Selected text:
▶

Review by Sarah Wilson 25th Sep 2024

Many New Zealanders might agree that although our cuisine of the last 100 years wasn’t the fanciest in the world, we certainly made up for it in tenacity.

Te Radar has been developing this show in shorter styles, with the premiere of the two-hour version getting a genuine endorsement from the Nelson Theatre Royal audience. The stage is simple with a classic 1980s cookbook on a pedestal and a pull up screen, giving a retro vibe of the classic slide night. From the moment Te Radar appears, he radiates warmth and enthusiasm, and it’s very clear that he really knows his stuff when it comes to New Zealand cookbooks, as a longtime collector, experimenter and taster.

The format of the show is simple – Te Radar is our guide through New Zealand cookbooks, highlighting their wonders and absurdities. The screen is a never-ending parade of glorious photography, improbable dishes, helpful serving suggestions and unwilling models. Te Radar is in his element, with a well-written storyline that drives the show, a rhythm that keeps the audience enthralled, and the confidence to veer off-script to cater to reactions and interjections.

◀

List of tasks:
1. According to the review of Te Radar's cookbook show, what sits on the pedestal on stage?
2. Continue the review of Te Radar's New Zealand cookbook show, picking up after its final sentence.
You won't need the entries for this work.

Information provided:
▶

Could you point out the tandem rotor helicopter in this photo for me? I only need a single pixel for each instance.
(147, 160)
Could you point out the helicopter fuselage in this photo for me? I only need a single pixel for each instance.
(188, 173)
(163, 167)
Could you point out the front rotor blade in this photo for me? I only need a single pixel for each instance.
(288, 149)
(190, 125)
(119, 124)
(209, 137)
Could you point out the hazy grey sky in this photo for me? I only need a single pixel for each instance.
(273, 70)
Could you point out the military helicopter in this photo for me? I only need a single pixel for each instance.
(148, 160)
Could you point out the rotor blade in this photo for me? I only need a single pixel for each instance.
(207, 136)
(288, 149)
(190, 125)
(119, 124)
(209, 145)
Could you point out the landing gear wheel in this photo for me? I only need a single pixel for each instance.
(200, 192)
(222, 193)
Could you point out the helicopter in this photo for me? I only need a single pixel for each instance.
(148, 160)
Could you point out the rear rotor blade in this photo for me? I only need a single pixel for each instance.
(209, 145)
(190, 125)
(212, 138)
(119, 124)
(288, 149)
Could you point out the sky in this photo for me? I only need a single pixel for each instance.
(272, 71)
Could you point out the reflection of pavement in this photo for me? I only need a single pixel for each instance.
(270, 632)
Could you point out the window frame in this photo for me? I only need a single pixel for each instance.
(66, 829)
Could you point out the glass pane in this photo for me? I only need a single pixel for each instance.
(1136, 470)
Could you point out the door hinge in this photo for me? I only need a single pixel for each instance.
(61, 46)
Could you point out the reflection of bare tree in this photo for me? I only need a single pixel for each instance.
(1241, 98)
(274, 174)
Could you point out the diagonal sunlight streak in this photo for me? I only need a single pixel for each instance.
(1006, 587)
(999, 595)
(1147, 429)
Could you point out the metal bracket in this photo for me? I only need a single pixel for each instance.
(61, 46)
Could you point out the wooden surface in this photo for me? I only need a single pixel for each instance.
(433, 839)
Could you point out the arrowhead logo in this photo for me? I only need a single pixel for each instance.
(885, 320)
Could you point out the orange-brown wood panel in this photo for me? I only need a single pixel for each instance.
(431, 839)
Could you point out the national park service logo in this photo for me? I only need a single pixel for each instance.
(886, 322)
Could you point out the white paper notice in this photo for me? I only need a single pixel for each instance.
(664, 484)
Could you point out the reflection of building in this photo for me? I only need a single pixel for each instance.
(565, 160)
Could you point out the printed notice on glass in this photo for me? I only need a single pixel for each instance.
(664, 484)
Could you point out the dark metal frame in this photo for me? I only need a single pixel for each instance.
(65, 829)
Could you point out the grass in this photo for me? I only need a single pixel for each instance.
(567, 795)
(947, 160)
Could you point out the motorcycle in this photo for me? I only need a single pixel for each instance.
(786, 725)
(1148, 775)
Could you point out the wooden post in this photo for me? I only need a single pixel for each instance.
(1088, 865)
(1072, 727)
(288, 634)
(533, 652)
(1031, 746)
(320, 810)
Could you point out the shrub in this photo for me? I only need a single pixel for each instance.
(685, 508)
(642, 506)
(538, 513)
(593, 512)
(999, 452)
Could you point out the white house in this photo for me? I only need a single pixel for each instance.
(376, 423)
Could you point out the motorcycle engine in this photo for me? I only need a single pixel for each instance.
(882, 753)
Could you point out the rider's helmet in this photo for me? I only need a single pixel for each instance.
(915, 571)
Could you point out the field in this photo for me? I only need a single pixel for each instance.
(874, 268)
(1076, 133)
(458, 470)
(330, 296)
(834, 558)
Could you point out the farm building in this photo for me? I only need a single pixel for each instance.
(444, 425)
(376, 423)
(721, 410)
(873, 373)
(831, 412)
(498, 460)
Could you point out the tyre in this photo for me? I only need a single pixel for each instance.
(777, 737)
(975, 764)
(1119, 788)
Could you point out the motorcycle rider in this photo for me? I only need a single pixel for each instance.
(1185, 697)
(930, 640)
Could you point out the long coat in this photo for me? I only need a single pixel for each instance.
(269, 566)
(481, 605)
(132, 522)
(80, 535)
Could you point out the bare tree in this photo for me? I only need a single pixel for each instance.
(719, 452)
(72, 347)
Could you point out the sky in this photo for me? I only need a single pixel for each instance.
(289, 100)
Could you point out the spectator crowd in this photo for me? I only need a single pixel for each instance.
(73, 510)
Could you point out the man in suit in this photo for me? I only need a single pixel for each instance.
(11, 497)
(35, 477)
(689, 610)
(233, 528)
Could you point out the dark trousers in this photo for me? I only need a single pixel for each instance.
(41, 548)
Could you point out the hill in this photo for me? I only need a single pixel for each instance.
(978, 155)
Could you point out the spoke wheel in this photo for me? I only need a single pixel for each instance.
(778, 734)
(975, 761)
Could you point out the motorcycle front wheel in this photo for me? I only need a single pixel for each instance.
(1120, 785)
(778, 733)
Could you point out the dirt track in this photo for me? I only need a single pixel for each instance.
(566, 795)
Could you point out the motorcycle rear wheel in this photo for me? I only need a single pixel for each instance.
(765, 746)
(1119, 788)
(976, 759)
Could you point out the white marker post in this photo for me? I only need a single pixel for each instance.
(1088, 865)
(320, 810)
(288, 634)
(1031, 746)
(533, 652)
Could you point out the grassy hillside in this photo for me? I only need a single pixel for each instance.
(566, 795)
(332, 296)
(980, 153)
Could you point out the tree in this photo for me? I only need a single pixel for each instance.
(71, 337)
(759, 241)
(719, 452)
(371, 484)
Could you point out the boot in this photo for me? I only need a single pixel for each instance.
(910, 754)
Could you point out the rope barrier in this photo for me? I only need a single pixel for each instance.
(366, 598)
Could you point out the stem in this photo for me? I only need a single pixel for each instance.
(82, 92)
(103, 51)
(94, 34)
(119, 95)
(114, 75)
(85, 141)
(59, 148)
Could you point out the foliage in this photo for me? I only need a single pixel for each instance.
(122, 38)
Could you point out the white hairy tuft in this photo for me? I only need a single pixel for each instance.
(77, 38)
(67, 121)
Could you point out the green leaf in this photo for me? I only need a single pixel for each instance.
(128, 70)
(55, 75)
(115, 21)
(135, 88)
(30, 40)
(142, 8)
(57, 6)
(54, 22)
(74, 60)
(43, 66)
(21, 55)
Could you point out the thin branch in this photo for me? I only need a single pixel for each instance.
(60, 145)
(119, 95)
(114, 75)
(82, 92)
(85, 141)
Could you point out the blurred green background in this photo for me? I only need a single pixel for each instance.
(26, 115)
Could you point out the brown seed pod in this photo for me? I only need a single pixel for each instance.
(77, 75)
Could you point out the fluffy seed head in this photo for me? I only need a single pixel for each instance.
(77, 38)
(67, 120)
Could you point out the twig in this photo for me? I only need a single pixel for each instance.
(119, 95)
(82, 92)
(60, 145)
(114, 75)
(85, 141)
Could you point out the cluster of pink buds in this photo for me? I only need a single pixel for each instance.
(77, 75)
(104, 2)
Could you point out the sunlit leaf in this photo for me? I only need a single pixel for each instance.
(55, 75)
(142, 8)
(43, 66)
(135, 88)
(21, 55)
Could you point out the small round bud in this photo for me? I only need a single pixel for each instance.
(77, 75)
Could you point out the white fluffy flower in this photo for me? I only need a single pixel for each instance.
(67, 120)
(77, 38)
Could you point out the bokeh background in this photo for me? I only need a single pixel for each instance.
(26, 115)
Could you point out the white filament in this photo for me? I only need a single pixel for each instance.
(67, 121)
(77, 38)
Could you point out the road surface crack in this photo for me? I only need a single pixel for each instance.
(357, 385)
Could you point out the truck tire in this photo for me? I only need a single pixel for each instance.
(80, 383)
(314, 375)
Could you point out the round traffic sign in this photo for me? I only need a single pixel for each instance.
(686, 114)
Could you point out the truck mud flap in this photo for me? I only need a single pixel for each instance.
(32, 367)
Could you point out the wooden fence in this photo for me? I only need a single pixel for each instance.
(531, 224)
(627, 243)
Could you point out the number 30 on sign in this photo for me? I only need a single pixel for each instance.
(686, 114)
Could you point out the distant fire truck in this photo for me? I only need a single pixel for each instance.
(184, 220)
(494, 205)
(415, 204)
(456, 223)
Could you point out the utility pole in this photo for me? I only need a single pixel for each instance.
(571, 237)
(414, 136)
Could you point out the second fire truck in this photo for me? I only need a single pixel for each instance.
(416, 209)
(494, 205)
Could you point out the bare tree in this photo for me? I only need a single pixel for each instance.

◀

Activity answers:
1. A classic 1980s cookbook.

2.
The show looks at cookbooks through the 20th century, exposing their many foibles, indulgences, and downright optimism. Tired of eating mutton three times a day? Try Colonial Goose. Run out of butter? Reach for the codfat. Need some cherries? Well, go to the show for the most ingenious solution imaginable. It seems that New Zealanders have a real knack for disguising foods as other foods.

All the well-known experts are referenced – Aunt Daisy, Graham Kerr, Alison Holst and Hudson and Halls – and the phenomena that is Edmonds, and Te Radar has some clear favourites amongst the lesser-known cooks, and this is where his knowledge really shines.

The beauty of putting the recipes on screen, is that the audience can read the ingredients and instructions alongside Te Radar’s commentary – it really heightens the collective enjoyment, and encourages the laughter and chorus of “oh no’s!”

Te Radar’s Cookbookery! is the perfect recipe for a night out – lots of laughs, loads of eyeopeners on taste and presentation, some frank advice on what to avoid in the kitchen, and the reassurance that we’ve come a long way in our kiwi culinary adventures.

It’s a cracker of a show. Go for the cherries, stay for the carrots.